** Start Exercise material **

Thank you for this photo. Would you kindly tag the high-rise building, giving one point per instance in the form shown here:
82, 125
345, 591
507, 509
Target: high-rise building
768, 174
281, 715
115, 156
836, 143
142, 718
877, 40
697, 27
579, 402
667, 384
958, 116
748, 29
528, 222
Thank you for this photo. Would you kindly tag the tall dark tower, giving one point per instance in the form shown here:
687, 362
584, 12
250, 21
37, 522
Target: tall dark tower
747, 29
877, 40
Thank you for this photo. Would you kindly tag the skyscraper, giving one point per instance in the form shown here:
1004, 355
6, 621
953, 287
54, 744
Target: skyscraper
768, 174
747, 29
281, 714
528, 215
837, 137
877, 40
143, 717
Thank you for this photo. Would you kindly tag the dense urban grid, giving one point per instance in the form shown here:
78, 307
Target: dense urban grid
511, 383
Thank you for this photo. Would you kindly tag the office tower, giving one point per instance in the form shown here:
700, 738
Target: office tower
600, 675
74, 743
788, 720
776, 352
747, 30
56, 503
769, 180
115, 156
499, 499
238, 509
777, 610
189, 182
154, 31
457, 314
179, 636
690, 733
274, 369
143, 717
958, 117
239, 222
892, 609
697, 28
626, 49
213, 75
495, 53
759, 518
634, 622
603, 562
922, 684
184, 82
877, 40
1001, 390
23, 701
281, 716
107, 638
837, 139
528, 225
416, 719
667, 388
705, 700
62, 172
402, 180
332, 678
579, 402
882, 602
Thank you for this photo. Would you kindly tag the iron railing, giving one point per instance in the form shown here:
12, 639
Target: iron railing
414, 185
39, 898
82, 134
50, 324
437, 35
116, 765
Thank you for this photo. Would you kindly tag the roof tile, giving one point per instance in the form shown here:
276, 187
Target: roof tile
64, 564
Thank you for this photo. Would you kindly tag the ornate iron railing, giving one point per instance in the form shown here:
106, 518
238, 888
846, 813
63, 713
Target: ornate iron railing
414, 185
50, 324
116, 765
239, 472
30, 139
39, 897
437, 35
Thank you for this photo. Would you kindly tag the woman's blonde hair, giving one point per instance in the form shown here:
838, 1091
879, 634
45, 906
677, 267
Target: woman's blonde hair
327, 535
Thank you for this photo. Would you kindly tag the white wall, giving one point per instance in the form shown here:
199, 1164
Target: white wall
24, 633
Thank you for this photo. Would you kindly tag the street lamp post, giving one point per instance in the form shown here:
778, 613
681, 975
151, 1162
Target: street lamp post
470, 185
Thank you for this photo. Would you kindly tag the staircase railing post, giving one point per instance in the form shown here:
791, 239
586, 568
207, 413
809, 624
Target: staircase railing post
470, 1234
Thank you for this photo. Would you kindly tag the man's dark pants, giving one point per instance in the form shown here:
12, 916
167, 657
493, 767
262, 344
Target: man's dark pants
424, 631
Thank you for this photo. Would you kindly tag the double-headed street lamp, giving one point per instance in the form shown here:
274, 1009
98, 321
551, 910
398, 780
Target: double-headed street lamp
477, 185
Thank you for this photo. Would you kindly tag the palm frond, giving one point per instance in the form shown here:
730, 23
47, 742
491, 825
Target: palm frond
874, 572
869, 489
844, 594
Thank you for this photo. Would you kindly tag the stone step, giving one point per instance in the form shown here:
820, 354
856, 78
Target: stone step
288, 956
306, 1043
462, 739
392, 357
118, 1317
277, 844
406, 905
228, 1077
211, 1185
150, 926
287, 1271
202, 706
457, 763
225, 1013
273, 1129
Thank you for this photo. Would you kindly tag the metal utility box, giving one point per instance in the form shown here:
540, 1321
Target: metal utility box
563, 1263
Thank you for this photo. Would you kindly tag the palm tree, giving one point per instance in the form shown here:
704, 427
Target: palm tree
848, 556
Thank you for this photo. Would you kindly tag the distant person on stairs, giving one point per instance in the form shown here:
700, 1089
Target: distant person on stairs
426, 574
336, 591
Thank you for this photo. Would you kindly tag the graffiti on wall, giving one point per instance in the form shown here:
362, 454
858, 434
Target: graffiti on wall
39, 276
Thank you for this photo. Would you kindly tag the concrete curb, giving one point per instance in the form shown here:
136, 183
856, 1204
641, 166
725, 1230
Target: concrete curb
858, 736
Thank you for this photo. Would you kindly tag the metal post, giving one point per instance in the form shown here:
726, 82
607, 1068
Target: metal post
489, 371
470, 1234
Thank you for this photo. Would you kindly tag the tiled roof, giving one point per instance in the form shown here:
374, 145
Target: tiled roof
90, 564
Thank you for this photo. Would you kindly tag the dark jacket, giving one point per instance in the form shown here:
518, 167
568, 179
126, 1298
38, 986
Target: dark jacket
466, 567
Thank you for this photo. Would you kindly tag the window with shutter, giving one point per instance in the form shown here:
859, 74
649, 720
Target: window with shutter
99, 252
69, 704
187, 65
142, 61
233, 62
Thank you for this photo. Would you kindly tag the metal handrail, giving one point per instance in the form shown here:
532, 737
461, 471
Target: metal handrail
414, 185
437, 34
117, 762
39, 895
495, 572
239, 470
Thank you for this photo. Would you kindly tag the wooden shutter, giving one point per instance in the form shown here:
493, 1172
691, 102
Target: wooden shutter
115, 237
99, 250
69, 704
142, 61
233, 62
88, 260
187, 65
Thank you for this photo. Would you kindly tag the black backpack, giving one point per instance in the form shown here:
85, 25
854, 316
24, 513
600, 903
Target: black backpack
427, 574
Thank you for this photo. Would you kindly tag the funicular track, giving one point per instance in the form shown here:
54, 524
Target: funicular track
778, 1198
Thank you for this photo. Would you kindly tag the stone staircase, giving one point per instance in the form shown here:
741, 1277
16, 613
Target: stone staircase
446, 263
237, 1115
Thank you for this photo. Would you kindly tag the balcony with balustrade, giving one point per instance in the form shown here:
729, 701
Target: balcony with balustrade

** End Exercise material **

- Work instructions -
Revise the lines starting with the one containing "Thank you for this photo. Would you kindly tag the balcony" and going on through the end of the records, changing "balcony with balustrade" to "terrace with railing" and leaving everything else as it is. Give back only those lines.

- Worked solution -
Thank you for this photo. Would you kindly tag the terrace with railing, giving one point per instance in the form shown here:
729, 701
Target: terrace with railing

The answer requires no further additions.